_EXERCISE OBJECTIVE_
Find the line holding "[(23, 27), (141, 89)]" in the entries below. Give it again exactly, along with every line after it up to and including the line holding "[(113, 31)]".

(Data excerpts)
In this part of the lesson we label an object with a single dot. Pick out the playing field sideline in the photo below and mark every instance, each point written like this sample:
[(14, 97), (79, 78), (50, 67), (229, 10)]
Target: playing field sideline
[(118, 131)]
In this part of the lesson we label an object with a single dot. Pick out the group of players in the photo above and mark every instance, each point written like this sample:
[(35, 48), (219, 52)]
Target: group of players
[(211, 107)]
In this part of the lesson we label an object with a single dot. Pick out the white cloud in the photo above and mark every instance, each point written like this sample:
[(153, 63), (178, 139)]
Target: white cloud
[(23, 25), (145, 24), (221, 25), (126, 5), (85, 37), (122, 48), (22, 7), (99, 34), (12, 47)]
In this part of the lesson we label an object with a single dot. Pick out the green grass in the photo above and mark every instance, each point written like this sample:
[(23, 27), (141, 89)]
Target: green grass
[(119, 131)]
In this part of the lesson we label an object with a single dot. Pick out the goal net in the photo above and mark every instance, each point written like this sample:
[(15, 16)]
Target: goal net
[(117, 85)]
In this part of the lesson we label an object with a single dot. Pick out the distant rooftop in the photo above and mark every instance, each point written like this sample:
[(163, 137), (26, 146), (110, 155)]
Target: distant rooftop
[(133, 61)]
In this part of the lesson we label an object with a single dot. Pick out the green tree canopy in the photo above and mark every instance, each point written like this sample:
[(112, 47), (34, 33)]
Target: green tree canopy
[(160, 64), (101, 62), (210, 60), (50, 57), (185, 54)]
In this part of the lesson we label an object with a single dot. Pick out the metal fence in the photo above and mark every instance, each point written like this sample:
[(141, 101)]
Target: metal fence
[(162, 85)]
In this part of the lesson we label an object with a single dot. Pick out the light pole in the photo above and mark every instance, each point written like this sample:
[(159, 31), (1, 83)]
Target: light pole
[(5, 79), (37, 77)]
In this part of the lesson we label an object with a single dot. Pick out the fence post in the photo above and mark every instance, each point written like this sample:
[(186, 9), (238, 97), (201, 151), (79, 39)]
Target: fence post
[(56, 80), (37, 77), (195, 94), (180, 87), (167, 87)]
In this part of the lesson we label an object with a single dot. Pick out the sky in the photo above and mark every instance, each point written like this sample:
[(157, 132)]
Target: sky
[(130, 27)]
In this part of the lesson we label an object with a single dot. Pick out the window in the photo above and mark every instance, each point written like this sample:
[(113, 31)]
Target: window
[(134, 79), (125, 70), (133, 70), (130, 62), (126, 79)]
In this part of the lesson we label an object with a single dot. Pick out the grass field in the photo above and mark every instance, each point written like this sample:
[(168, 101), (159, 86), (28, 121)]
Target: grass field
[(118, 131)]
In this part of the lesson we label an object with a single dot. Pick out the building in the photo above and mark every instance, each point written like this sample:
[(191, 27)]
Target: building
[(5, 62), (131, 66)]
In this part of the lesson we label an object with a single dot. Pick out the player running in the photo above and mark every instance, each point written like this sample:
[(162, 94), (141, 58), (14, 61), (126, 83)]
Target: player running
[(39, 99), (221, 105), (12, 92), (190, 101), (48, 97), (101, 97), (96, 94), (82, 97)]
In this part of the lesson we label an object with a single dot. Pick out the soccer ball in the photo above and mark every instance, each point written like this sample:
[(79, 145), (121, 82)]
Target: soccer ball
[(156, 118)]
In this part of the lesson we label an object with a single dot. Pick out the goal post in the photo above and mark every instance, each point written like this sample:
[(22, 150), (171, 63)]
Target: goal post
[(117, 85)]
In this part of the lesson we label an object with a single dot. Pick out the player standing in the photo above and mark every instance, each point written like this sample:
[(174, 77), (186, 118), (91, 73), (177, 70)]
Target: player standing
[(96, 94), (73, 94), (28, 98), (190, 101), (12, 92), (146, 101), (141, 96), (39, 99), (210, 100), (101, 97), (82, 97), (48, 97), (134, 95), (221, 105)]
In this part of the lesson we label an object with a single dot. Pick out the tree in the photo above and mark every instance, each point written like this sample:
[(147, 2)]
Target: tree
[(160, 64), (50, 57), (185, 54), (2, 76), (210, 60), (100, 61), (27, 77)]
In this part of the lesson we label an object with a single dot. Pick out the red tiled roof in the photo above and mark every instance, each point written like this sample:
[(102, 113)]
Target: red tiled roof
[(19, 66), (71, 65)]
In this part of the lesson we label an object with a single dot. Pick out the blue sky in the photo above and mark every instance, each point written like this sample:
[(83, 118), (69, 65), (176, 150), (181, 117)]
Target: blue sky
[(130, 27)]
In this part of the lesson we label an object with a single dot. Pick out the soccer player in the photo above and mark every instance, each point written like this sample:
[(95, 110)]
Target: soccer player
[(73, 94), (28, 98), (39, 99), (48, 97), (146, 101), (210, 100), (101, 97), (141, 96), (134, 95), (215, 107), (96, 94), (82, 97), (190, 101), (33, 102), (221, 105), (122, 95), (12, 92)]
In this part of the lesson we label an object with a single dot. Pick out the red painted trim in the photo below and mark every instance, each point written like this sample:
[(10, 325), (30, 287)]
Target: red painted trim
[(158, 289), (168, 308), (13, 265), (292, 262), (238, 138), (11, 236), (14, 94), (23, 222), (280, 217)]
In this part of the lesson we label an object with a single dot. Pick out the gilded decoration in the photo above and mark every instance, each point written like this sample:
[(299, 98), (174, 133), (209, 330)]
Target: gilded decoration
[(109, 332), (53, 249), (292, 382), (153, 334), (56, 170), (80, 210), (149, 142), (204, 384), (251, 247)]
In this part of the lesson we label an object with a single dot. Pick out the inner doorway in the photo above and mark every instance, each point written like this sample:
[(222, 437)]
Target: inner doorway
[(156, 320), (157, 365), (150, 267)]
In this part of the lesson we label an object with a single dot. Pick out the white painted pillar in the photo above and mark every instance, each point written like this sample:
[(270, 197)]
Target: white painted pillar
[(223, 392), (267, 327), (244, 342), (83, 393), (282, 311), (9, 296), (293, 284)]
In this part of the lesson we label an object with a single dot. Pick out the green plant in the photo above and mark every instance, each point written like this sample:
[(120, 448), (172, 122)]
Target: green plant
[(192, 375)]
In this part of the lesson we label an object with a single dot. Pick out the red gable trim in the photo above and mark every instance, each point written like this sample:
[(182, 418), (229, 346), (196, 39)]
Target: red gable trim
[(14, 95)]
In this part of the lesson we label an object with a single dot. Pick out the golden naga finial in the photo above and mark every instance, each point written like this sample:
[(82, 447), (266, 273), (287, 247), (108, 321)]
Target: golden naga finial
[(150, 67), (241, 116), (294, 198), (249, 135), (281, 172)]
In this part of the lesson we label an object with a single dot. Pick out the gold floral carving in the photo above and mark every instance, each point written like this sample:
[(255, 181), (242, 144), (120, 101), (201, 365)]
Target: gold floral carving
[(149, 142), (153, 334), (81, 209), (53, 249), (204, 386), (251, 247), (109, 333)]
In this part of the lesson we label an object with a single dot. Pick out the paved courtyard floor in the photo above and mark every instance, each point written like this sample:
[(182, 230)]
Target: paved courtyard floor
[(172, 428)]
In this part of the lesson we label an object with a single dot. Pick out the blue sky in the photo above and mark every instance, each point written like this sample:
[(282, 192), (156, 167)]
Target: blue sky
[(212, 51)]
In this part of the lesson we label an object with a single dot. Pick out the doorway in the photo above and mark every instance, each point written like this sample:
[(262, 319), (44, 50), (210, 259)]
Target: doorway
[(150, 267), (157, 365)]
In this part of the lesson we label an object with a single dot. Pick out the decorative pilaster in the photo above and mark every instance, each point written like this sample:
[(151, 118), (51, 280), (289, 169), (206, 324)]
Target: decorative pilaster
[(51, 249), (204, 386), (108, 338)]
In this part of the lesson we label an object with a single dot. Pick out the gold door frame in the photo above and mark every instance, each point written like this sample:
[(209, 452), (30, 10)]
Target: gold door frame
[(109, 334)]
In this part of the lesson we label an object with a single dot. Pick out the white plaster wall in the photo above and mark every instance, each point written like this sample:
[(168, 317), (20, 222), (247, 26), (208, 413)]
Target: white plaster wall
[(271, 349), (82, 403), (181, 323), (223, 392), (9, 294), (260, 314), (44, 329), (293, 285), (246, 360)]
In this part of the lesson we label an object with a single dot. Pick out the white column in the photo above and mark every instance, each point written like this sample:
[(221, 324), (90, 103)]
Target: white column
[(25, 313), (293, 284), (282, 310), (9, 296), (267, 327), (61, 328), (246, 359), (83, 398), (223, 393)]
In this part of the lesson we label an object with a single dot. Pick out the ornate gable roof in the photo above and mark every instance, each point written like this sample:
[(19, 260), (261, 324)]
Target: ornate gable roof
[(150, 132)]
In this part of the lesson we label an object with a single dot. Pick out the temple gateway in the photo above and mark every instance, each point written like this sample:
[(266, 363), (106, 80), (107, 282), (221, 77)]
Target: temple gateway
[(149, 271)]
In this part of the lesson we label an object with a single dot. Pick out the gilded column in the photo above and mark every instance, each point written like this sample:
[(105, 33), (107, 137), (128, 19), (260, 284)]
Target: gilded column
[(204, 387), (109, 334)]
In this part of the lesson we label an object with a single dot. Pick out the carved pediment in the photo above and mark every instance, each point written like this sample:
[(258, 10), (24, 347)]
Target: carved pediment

_SOLUTION TO THIS PROBLEM_
[(23, 27), (141, 89)]
Target: green grass
[(119, 131)]
In this part of the lesson we label an object with a single dot. Pick out the goal net in the photo above and mark every instance, each point written like this sample:
[(15, 16)]
Target: goal net
[(117, 85)]
In this part of the lesson we label an object with a single dot. Pick out the distant rooftop in the photo above and mark every instance, each point written like this sample:
[(163, 137), (26, 146), (110, 155)]
Target: distant rooftop
[(133, 61)]
In this part of the lesson we label an object with a single dot. Pick out the green tree canopy in the photo above and mark every instance, each point written like this sample:
[(112, 47), (34, 33)]
Target: green tree canopy
[(160, 64), (101, 62), (210, 60), (50, 57), (185, 54)]
In this part of the lesson we label an object with a single dot. Pick out the metal fence in the photo above and mark every instance, each point written like this sample:
[(141, 101)]
Target: metal fence
[(162, 85)]
In this part of the lesson we label an object with a single dot. Pick out the light pole in the photo above and mark every instance, each point written like this sample:
[(159, 31), (1, 83)]
Target: light pole
[(5, 79), (37, 77)]
In this part of the lesson we label an object with a single dot. Pick out the fence post in the photo above and mark every instance, each point written like this sample:
[(186, 9), (238, 97), (201, 151), (79, 39)]
Target: fence post
[(56, 80), (37, 77), (195, 94), (180, 87), (167, 87)]
In this part of the lesson we label an object with a single dot. Pick out the sky in the photo above and mark every instance, each point written like this sample:
[(157, 132)]
Target: sky
[(130, 27)]
In this part of the lesson we label an object with a single dot. Pick out the window in the photo above and mark every instance, each point written like this sample:
[(113, 31)]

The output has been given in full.